◆ **WORK TO DO**
1) In the arbitration ruling passage, which case is quoted as saying that "an opportunity once rejected does not result in a permanent close out"?
2) Extend the arbitration ruling passage, picking up from its final words.

* start SOURCE PASSAGE *

The Union argues that the Arbitrator arguably construed the
CBA by looking at the past practice of the parties, and finding
that the Work Rules were incorporated into the CBA.
In
addition, the Union argued that such drastic alterations of
long-standing and critically important policies were not waived
by the Union for failing to grieve prior changes, and the
changes could not be adopted unless additional bargaining
occurred.
The Arbitrator held:
As to the Employer’s contention that the union had
waived bargaining rights by acceding to unilateral
changes in 2009 and 2010, the Board has long held that
a failure to invoke bargaining rights to certain
changes in the past does not enact a waiver of such
rights over other changes in the future. JohnsonBateman, Supra at p. 188. “It is not true that a
right once waived under the Act is lost forever. Each
time new rules are issued,” the Court continued, “the
union has the election of requesting negotiations or
not. An opportunity once rejected does not result in
a permanent close out.” NLRB v. Miller Brewing
Company, 408 F.2nd 12, 15 (C.A. 9 1969). See also
Amoco Chemical Co., 328 NLRB 1220, 1222 (1999). The
Employer makes much of the Union’s lack of a grievance
in the Employer’s action implementing various policies
and in 2008 and 2009. The one page policies on “No
Idle”, “Hot Work Permit” and “Use of Seat Belts”

* end SOURCE PASSAGE *
* start MATERIAL PROVIDED *

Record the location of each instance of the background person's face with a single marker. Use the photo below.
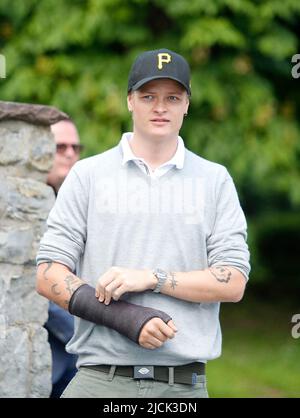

* end MATERIAL PROVIDED *

◆ **RESULTS OF THE TASKS**
1) NLRB v. Miller Brewing Company, 408 F.2nd 12, 15 (C.A. 9 1969).

2)
direct employees to be safe in their operation of
either plant equipment or their own vehicles. (See
ER. Ex. No. 15) (TR. 176-177, 225, 227-228). As Mr.
Wise testified, all employees and management here
5
observe safety – you “don’t argue safety.” The Union
was simply being reasonable in their approach to these
policies posted before their becoming effective.
(R. 954, 955.)
Under Sixth Circuit precedent, this Court’s review of an
Arbitrator’s decision in a labor arbitration is extremely
narrow:
“whether the arbitrator is even arguably construing or
applying the contract and acting within the scope of his
authority.”
Brotherhood. of Locomotive Eng’rs & Trainmen v.
United Transp. Union, 700 F.3d 891, 901-02 (6th Cir. 2012).
See
also Michigan Family Res., Inv. v. Serv. Emps. Int’l Union Local
517M, 475 F.3d 746 (6th Cir. 2007); Totes Isotoner Corp. v.
Int’l Chem. Workers Union Council/UFCW Local 664C, 532 F.3d 405
(6th Cir. 2008).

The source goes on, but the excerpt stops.